(Photo-based referring expression data)

________________________________________

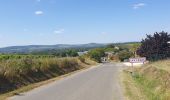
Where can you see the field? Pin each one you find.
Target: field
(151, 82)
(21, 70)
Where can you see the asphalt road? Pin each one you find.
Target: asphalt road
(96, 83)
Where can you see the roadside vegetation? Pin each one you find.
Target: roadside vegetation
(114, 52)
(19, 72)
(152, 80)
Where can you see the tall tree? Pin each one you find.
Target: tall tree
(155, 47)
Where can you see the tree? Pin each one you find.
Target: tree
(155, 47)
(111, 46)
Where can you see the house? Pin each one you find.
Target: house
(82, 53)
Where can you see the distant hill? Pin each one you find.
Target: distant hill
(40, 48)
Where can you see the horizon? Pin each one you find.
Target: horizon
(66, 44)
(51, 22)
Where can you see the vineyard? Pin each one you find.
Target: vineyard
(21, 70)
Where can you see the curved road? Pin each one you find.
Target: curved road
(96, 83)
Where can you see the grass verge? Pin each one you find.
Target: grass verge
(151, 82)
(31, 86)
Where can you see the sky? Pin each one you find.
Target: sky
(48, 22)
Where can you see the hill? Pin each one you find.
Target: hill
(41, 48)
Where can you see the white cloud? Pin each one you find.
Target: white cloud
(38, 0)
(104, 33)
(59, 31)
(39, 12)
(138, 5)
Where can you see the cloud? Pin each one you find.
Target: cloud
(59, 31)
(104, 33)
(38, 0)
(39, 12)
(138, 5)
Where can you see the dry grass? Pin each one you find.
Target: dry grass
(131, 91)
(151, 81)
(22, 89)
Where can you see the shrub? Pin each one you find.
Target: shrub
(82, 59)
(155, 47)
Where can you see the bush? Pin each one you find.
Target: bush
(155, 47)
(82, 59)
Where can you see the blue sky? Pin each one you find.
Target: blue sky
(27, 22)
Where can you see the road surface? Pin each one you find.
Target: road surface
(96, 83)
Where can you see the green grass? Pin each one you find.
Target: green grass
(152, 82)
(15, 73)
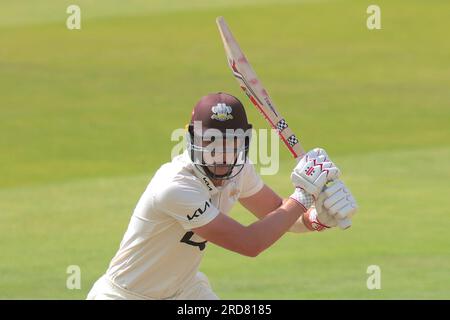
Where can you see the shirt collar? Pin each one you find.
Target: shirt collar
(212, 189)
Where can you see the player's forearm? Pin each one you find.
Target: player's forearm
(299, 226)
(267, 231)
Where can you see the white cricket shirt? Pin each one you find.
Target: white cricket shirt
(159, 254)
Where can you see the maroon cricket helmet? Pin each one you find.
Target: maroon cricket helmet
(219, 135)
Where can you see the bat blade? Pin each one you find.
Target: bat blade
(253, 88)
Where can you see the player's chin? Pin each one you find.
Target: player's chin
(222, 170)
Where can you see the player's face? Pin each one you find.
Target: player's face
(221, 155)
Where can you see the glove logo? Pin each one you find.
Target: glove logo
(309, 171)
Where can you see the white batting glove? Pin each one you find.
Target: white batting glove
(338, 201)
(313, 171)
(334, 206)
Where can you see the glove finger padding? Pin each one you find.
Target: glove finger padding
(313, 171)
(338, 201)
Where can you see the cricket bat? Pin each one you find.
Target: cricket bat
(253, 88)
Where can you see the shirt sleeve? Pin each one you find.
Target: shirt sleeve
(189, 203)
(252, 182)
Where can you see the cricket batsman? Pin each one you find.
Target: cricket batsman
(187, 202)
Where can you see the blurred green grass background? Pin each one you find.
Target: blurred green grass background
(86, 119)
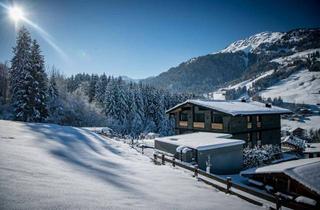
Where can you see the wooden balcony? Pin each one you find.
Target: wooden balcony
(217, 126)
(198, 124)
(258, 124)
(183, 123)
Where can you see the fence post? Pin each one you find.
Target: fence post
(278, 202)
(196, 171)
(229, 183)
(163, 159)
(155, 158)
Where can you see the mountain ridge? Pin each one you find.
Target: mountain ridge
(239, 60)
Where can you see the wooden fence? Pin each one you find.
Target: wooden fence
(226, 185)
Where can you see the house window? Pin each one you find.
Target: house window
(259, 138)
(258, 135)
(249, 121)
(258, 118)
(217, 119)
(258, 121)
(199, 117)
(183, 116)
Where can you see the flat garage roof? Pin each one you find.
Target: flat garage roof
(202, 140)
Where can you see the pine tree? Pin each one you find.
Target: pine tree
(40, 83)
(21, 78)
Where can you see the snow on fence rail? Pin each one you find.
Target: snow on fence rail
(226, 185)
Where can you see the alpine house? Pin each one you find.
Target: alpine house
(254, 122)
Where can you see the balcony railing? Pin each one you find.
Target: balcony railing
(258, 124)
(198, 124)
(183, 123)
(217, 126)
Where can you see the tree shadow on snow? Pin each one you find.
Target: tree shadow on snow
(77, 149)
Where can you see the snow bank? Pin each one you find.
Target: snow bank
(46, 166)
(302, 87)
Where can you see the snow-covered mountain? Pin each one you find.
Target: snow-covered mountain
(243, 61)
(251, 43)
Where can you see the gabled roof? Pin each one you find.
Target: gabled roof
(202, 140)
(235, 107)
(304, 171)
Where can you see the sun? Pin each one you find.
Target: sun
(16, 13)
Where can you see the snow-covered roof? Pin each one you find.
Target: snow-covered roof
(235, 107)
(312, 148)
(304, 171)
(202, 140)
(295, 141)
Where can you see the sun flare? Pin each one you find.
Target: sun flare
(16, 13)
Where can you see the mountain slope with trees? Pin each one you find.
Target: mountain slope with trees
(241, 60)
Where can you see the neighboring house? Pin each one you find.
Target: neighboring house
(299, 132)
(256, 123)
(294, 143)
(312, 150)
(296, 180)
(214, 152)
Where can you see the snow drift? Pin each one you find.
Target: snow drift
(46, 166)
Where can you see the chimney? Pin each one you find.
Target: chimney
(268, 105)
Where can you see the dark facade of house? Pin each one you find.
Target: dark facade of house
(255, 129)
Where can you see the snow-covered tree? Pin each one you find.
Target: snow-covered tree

________________________________________

DESCRIPTION OF THE TASK — Nothing but an exact copy of the data above, minus its pictures, should appear in the response.

EXERCISE SOLUTION —
Where can you see the field? Pin each one you find.
Target: field
(151, 82)
(21, 70)
Where can you see the asphalt road? Pin each one you find.
Target: asphalt road
(96, 83)
Where can you see the roadside vegetation? Pin each one you find.
Target: roadside vegetation
(114, 52)
(19, 72)
(152, 80)
Where can you see the tall tree? Pin each one you find.
Target: tall tree
(155, 47)
Where can you see the tree? Pin each one you find.
Target: tree
(155, 47)
(111, 46)
Where can you see the house? Pin each one you find.
Target: house
(82, 53)
Where can you see the distant hill? Pin each one you find.
Target: distant hill
(40, 48)
Where can you see the horizon? Pin each one you find.
Target: horizon
(66, 44)
(51, 22)
Where can you see the vineyard? Pin each one you find.
Target: vineyard
(21, 70)
Where can you see the curved road? Pin each one you find.
Target: curved road
(96, 83)
Where can you see the grass verge? Pin each one you find.
Target: grass verge
(151, 82)
(31, 86)
Where can you see the sky? Pin each one you find.
Target: sky
(48, 22)
Where can you see the hill? Pin each one you find.
Target: hill
(41, 48)
Where can you see the white cloud? Pin each one you find.
Target: white cloud
(38, 0)
(104, 33)
(59, 31)
(39, 12)
(138, 5)
Where can you see the cloud? Pin each one you find.
Target: cloud
(59, 31)
(104, 33)
(38, 0)
(39, 12)
(138, 5)
Where can you see the dry grass? Pin each one you find.
Target: dry grass
(131, 91)
(151, 81)
(22, 89)
Where can you see the shrub? Pin each one you find.
Target: shrub
(82, 59)
(155, 47)
Where can you see the bush? Pin each one you find.
Target: bush
(155, 47)
(82, 59)
Where can you see the blue sky? Pin each one you find.
Target: blue sky
(27, 22)
Where can you see the road surface? Pin each one you find.
Target: road surface
(96, 83)
Where can you see the green grass? Pin each one you find.
Target: green grass
(152, 82)
(15, 73)
Where can you see the shirt collar? Pin each one you find.
Target: shirt collar
(212, 189)
Where can you see the player's forearm? Pin each one you find.
Target: player's forearm
(299, 226)
(267, 231)
Where can you see the white cricket shirt? Pin each one you find.
Target: white cricket shirt
(159, 254)
Where can you see the maroon cricket helmet? Pin each one you find.
Target: maroon cricket helmet
(219, 135)
Where can you see the bat blade? Pin each one you find.
Target: bat blade
(253, 88)
Where can you see the player's chin? Pin each one you find.
Target: player's chin
(222, 170)
Where can you see the player's face? Pin each one you find.
Target: player's face
(221, 155)
Where can you see the glove logo? Pin each one you find.
Target: glove logo
(309, 171)
Where can you see the white batting glove? Pin each one you find.
Target: white batting glove
(338, 201)
(313, 171)
(334, 206)
Where can you see the glove finger padding? Pin each one you find.
Target: glove finger padding
(313, 171)
(338, 201)
Where can you see the cricket bat? Pin each one you find.
Target: cricket bat
(253, 88)
Where can you see the shirt sleeve? Pin each one you find.
Target: shirt sleeve
(189, 203)
(252, 182)
Where can you see the cricket batsman? Pin each one you find.
Target: cricket batsman
(187, 202)
Where can you see the blurred green grass background? Pin each one you find.
Target: blurred green grass background
(86, 119)
Where can you see the wooden balcony? Pin each one you find.
Target: wooden balcony
(217, 126)
(198, 124)
(258, 124)
(183, 123)
Where can you see the fence post? Pin each one you find.
Target: fence post
(278, 202)
(196, 171)
(229, 183)
(163, 159)
(155, 158)
Where can you see the mountain ridge? Pin each one you find.
Target: mountain ridge
(239, 60)
Where can you see the wooden fence? Pin each one you find.
Target: wooden fence
(226, 185)
Where can you see the house window? Pin each one you find.
Target: house window
(259, 138)
(258, 135)
(249, 121)
(258, 118)
(217, 119)
(258, 121)
(199, 117)
(183, 116)
Where can you see the flat garage roof? Pin each one you find.
Target: flat garage roof
(202, 140)
Where can you see the pine tree? Pin each one you find.
Target: pine tree
(40, 83)
(21, 78)
Where can you see the snow on fence rail? Pin each one you find.
Target: snow on fence rail
(226, 185)
Where can you see the alpine house? Pin each one you find.
Target: alpine house
(254, 122)
Where can you see the balcony railing? Pin each one you find.
Target: balcony railing
(258, 124)
(198, 124)
(183, 123)
(217, 126)
Where can you see the tree shadow on snow? Pin each one you find.
Target: tree shadow on snow
(77, 149)
Where can you see the snow bank? Pin each one you find.
Target: snow bank
(46, 166)
(302, 87)
Where can you see the snow-covered mountain? Pin each one you find.
Target: snow-covered mountain
(243, 61)
(251, 43)
Where can you see the gabled roof? Pin each one you find.
Target: gabled roof
(202, 140)
(235, 107)
(304, 171)
Where can you see the sun? Pin each one you find.
Target: sun
(16, 13)
Where can you see the snow-covered roof? Pin each one you find.
Target: snow-covered roof
(235, 107)
(312, 148)
(304, 171)
(202, 140)
(295, 141)
Where can you see the sun flare? Pin each one you find.
Target: sun flare
(16, 13)
Where can you see the mountain slope with trees? Pin each one you find.
Target: mountain slope with trees
(241, 60)
Where can you see the neighboring house? Pin each one you find.
Target: neighboring house
(299, 132)
(256, 123)
(294, 143)
(312, 150)
(296, 180)
(214, 152)
Where can you see the snow drift? Pin each one you find.
Target: snow drift
(46, 166)
Where can you see the chimney? Pin each one you find.
Target: chimney
(268, 105)
Where can you see the dark facade of house? Pin each one you find.
Target: dark facade of house
(255, 129)
Where can you see the snow-covered tree? Pin each one you find.
Target: snow-covered tree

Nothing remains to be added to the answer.